Extract:
_ _ _

Here is a dangerously oversimplified model of scientific revolution:  In the absence of external forces (like the mission civilisatrice to which I allude in the last post) a scientific revolution takes place as a response to a crisis.  Voevodsky’s article made it clear that he perceived the need for new foundations in response to a contemporary crisis in the verification of mathematical proofs.  I respect both his perception and his response, but very few of my colleagues share that perception.  To express “surprise” or “disappointment” that this is the case is to display a fundamental misunderstanding of the sociology of mathematical practice.  And if you are not actually a mathematician, I’m not sure that “disappointment” with the attitudes of mathematicians is an appropriate reaction, even if you are Plato.

The notion of revolution may be broadened to include radical innovations like Grothendieck’s new (small f) foundations of algebraic geometry, or even important innovations that largely remain within an established framework, like derived algebraic geometry or Scholze’s perfectoid geometry.  In striking contrast to HOTT/UF, these have been adopted eagerly and rapidly by highly motivated groups of mathematicians all over the world.  Surely there is a sociological lesson in this contrast, for those willing to see it?

To make my own motivations clear, in my book I treated projects to mechanize mathematics, including (one aspect of) HOTT/UF, as one of two “proposals for reconfiguration” that challenge “the professional autonomy to which we have grown attached.”  The other one is the pressure to subordinate pure research to an “entrepreneurial mindset.”  The book briefly mentions a possible convergence between these proposals:  if the providers of the material conditions — the “external goods” — on which mathematics depends become convinced (1) that this is only necessary because of eventual commercial or industrial spinoffs and (2) that computers can provide these spinoffs more reliably than pure researchers, then the future of pure research in mathematics is by no means guaranteed.

_ _ _

Extracted information:
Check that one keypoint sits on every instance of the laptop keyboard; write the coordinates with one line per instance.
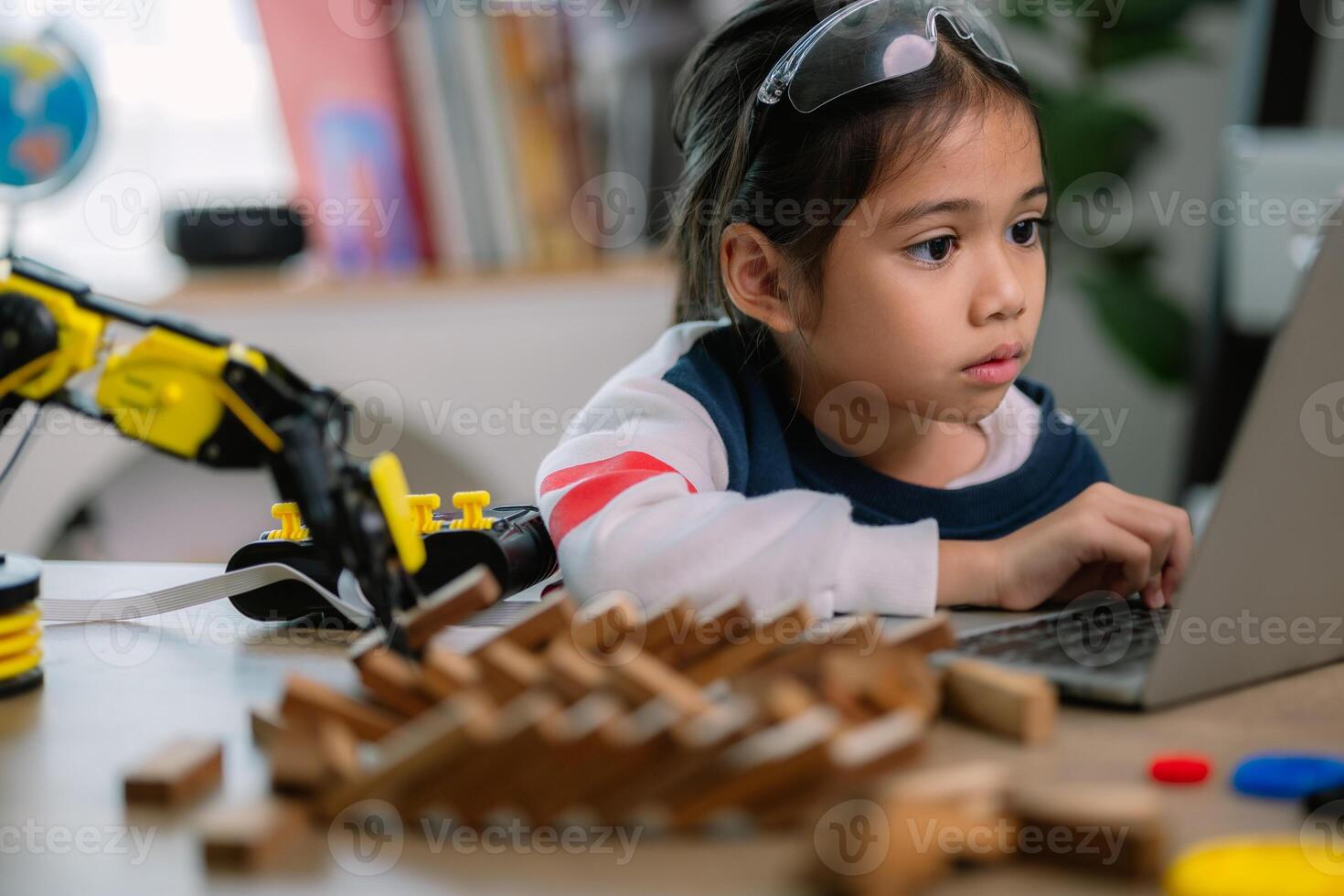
(1108, 638)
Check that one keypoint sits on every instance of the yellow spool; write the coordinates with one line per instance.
(20, 643)
(19, 620)
(11, 667)
(1255, 867)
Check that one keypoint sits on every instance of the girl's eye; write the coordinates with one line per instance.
(1026, 232)
(933, 251)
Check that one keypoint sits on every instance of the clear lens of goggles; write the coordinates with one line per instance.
(872, 40)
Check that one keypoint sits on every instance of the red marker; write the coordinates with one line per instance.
(1179, 769)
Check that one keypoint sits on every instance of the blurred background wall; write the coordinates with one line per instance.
(483, 197)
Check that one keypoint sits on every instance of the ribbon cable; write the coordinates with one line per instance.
(192, 594)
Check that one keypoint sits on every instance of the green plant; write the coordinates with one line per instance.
(1089, 129)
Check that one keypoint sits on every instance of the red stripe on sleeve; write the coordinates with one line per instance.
(595, 484)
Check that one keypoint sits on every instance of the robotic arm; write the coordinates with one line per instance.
(208, 400)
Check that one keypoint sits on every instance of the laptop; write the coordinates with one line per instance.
(1263, 595)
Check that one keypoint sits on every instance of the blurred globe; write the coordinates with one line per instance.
(48, 116)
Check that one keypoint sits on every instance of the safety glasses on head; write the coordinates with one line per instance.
(864, 43)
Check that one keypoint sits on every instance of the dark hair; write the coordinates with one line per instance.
(839, 151)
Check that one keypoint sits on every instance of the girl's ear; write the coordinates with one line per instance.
(750, 266)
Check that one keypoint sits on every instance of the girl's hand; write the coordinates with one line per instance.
(1104, 539)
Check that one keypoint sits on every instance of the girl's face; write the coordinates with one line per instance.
(935, 271)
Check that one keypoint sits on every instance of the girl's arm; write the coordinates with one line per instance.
(636, 498)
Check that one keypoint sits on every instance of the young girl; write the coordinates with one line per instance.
(840, 418)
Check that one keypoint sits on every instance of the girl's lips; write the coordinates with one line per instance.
(994, 372)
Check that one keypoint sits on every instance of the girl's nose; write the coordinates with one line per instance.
(1000, 292)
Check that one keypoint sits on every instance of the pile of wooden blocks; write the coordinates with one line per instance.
(598, 713)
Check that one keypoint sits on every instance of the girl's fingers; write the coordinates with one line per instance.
(1132, 552)
(1152, 521)
(1153, 598)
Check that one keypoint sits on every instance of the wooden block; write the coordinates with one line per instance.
(483, 778)
(786, 698)
(878, 746)
(394, 680)
(445, 672)
(508, 670)
(571, 672)
(1006, 701)
(297, 764)
(961, 805)
(577, 741)
(1113, 827)
(549, 618)
(925, 635)
(804, 660)
(453, 602)
(339, 749)
(668, 632)
(640, 676)
(631, 744)
(697, 743)
(266, 723)
(608, 624)
(933, 817)
(720, 624)
(882, 681)
(177, 773)
(420, 752)
(311, 701)
(906, 864)
(737, 656)
(783, 758)
(251, 836)
(855, 756)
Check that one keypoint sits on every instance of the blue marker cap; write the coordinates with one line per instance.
(1287, 775)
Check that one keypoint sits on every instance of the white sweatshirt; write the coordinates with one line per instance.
(638, 495)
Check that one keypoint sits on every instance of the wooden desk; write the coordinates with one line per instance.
(117, 690)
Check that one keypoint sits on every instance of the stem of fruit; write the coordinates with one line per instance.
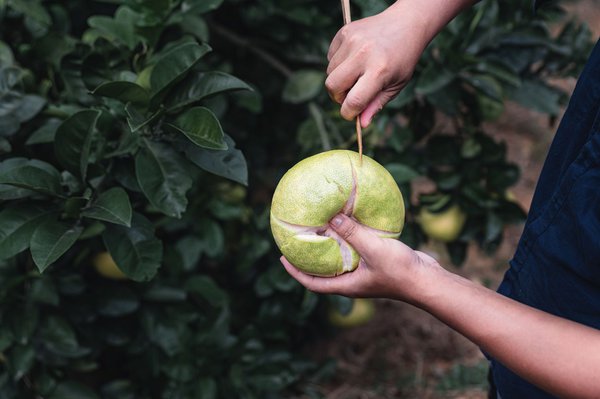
(347, 19)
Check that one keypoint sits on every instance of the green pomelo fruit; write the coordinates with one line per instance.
(443, 226)
(316, 189)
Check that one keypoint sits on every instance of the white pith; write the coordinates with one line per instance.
(320, 233)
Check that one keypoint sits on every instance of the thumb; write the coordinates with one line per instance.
(365, 242)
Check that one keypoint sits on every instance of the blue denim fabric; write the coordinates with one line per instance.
(556, 267)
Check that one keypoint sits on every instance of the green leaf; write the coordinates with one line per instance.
(201, 6)
(126, 92)
(44, 291)
(163, 177)
(17, 224)
(401, 173)
(23, 320)
(199, 86)
(174, 65)
(119, 301)
(111, 206)
(206, 288)
(73, 141)
(31, 175)
(136, 251)
(73, 390)
(137, 118)
(229, 164)
(538, 96)
(6, 56)
(34, 11)
(303, 86)
(51, 240)
(58, 337)
(46, 133)
(202, 127)
(486, 85)
(22, 358)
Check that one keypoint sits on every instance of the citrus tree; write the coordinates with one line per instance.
(145, 137)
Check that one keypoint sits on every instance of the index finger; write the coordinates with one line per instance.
(323, 285)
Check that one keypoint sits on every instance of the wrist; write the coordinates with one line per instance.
(434, 285)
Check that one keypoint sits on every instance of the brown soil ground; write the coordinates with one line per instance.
(406, 353)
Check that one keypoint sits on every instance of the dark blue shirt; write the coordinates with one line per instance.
(556, 267)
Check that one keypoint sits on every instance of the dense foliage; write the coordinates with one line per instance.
(156, 130)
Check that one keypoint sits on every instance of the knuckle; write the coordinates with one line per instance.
(354, 102)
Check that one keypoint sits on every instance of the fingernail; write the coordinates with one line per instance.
(337, 221)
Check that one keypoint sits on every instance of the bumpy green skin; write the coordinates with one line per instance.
(315, 190)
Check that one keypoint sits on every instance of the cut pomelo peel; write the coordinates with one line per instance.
(320, 187)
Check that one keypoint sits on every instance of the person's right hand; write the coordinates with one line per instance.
(387, 269)
(372, 59)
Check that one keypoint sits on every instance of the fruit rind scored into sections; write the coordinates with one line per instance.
(316, 189)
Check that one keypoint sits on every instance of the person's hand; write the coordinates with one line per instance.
(388, 268)
(372, 59)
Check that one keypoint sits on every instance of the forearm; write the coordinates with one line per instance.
(555, 354)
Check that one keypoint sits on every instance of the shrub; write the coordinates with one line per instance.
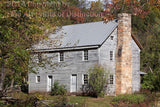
(97, 81)
(129, 99)
(58, 89)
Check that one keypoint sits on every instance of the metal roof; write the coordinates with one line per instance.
(79, 35)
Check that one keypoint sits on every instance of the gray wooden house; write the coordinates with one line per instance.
(83, 45)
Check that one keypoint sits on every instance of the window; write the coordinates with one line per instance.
(111, 37)
(85, 55)
(39, 57)
(85, 79)
(37, 79)
(61, 56)
(111, 79)
(111, 55)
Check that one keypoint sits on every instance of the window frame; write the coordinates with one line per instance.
(39, 57)
(112, 37)
(111, 80)
(61, 57)
(85, 55)
(111, 55)
(38, 79)
(84, 79)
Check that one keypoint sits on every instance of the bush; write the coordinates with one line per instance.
(97, 81)
(58, 89)
(129, 99)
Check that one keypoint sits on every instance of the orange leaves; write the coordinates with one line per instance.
(134, 7)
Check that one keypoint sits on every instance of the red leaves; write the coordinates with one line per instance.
(133, 7)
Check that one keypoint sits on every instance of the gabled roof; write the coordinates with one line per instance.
(86, 34)
(81, 35)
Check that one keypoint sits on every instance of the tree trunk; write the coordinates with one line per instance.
(2, 75)
(12, 82)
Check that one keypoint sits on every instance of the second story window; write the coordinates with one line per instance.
(85, 55)
(111, 55)
(39, 57)
(61, 56)
(111, 79)
(111, 37)
(38, 79)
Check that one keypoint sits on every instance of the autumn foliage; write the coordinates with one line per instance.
(134, 7)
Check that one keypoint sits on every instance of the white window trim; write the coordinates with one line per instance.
(112, 37)
(83, 55)
(59, 57)
(37, 78)
(83, 78)
(110, 79)
(112, 55)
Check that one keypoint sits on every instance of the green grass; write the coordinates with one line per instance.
(129, 99)
(90, 101)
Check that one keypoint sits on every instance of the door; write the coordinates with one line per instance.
(74, 83)
(49, 83)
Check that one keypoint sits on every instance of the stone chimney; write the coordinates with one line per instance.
(123, 73)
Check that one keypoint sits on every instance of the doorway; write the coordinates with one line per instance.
(49, 82)
(74, 83)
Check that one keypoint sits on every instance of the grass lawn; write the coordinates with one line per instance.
(89, 101)
(79, 101)
(85, 101)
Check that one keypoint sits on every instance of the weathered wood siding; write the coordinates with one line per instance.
(72, 64)
(104, 59)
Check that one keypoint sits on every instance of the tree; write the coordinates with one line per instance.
(97, 80)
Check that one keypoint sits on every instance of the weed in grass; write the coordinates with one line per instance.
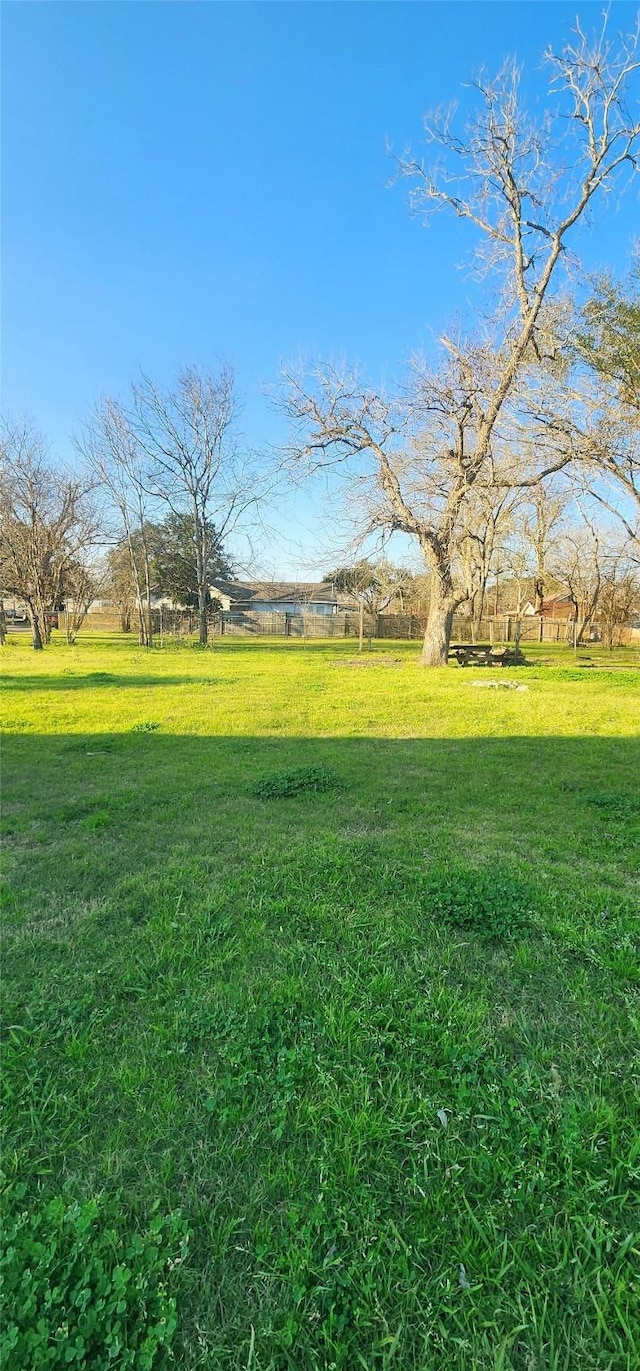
(282, 784)
(77, 1290)
(489, 901)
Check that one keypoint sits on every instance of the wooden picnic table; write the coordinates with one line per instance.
(484, 654)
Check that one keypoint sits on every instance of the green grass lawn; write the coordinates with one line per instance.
(320, 1009)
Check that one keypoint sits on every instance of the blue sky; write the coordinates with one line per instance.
(187, 181)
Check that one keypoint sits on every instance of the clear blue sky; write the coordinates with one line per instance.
(185, 181)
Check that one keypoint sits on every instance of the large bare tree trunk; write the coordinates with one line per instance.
(439, 624)
(36, 635)
(202, 579)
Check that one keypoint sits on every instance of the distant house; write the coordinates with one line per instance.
(280, 597)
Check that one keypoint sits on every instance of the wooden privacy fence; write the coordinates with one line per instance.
(502, 628)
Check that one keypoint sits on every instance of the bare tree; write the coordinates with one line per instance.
(48, 524)
(494, 414)
(188, 436)
(110, 447)
(607, 413)
(620, 598)
(580, 568)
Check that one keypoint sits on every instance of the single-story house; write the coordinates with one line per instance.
(280, 597)
(555, 606)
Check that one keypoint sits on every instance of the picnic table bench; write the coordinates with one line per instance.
(484, 654)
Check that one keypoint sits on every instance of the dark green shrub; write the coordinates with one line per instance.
(76, 1292)
(285, 783)
(491, 900)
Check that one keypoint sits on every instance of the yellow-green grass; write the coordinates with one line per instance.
(376, 1042)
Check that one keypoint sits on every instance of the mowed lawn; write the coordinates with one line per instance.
(320, 1009)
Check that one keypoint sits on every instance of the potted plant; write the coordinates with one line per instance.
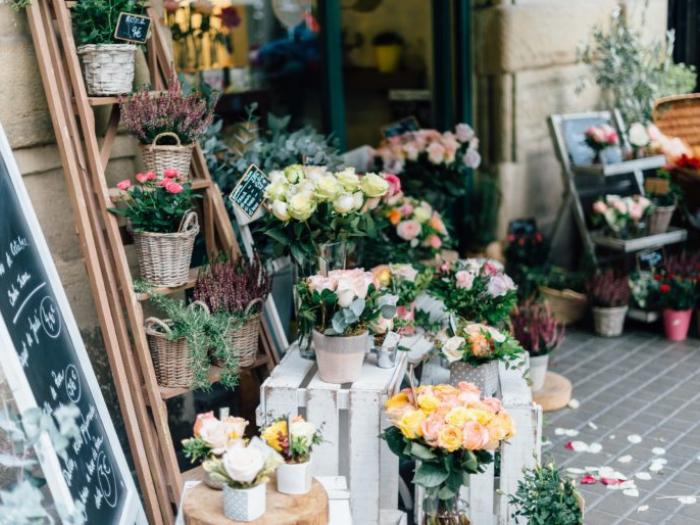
(337, 310)
(677, 296)
(159, 213)
(539, 333)
(476, 290)
(610, 294)
(244, 470)
(211, 437)
(294, 439)
(473, 354)
(237, 289)
(108, 64)
(622, 217)
(600, 138)
(387, 51)
(544, 497)
(180, 344)
(315, 214)
(451, 433)
(167, 125)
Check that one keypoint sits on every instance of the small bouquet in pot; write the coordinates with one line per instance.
(294, 439)
(337, 310)
(452, 431)
(476, 290)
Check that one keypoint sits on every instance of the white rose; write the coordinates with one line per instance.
(243, 464)
(279, 210)
(451, 349)
(344, 203)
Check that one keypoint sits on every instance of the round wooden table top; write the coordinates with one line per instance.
(204, 506)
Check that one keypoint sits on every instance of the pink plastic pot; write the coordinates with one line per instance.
(676, 324)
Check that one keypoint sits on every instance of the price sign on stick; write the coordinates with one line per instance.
(133, 28)
(249, 193)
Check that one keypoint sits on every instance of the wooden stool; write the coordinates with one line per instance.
(204, 506)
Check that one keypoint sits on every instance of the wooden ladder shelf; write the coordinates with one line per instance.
(85, 156)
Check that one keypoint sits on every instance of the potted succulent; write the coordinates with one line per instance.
(211, 437)
(337, 310)
(167, 125)
(108, 64)
(450, 432)
(244, 470)
(159, 213)
(539, 333)
(237, 289)
(473, 354)
(476, 290)
(544, 497)
(294, 439)
(387, 51)
(622, 217)
(610, 294)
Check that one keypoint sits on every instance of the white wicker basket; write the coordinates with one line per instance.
(108, 68)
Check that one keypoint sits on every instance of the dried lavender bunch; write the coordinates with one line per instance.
(147, 113)
(609, 289)
(231, 286)
(536, 328)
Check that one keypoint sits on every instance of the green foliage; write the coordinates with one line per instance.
(203, 331)
(635, 74)
(94, 21)
(544, 498)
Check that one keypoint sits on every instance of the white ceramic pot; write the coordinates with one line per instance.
(245, 504)
(294, 478)
(609, 321)
(538, 371)
(340, 358)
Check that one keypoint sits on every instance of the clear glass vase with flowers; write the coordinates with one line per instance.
(451, 432)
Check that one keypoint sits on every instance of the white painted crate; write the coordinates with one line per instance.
(487, 496)
(353, 418)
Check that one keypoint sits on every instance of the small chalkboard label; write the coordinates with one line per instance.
(400, 127)
(249, 193)
(133, 28)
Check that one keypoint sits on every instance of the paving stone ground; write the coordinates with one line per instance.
(638, 384)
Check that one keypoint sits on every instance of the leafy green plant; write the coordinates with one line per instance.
(544, 498)
(94, 21)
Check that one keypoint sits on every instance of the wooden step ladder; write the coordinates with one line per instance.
(85, 157)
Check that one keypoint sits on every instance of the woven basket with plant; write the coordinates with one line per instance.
(168, 125)
(237, 289)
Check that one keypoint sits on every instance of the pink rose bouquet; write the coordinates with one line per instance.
(476, 290)
(155, 204)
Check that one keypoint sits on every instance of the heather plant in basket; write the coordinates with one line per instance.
(147, 114)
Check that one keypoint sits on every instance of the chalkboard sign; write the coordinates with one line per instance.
(249, 193)
(400, 127)
(46, 365)
(132, 28)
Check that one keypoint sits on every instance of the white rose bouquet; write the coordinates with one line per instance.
(310, 206)
(343, 303)
(293, 439)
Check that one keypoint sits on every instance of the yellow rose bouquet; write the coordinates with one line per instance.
(452, 431)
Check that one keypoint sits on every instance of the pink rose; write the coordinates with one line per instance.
(408, 230)
(475, 436)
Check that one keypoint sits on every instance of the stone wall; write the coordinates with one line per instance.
(526, 70)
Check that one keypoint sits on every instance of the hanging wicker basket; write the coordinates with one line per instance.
(244, 338)
(171, 359)
(164, 258)
(158, 158)
(108, 68)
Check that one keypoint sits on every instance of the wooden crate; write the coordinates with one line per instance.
(353, 418)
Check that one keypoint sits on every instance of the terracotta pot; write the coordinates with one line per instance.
(340, 358)
(676, 324)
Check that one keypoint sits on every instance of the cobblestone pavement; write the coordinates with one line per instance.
(638, 385)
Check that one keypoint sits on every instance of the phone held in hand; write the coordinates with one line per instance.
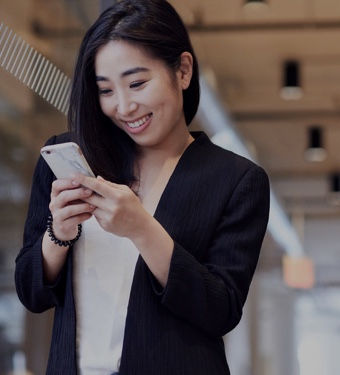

_ _ _

Challenges:
a) In the excerpt, what is the second "proposal for reconfiguration," besides projects to mechanize mathematics?
b) Copy out the part of the excerpt that starts with "To make my own" and goes on through "no means guaranteed.".

Solved tasks:
a) The pressure to subordinate pure research to an "entrepreneurial mindset."

b)
To make my own motivations clear, in my book I treated projects to mechanize mathematics, including (one aspect of) HOTT/UF, as one of two “proposals for reconfiguration” that challenge “the professional autonomy to which we have grown attached.”  The other one is the pressure to subordinate pure research to an “entrepreneurial mindset.”  The book briefly mentions a possible convergence between these proposals:  if the providers of the material conditions — the “external goods” — on which mathematics depends become convinced (1) that this is only necessary because of eventual commercial or industrial spinoffs and (2) that computers can provide these spinoffs more reliably than pure researchers, then the future of pure research in mathematics is by no means guaranteed.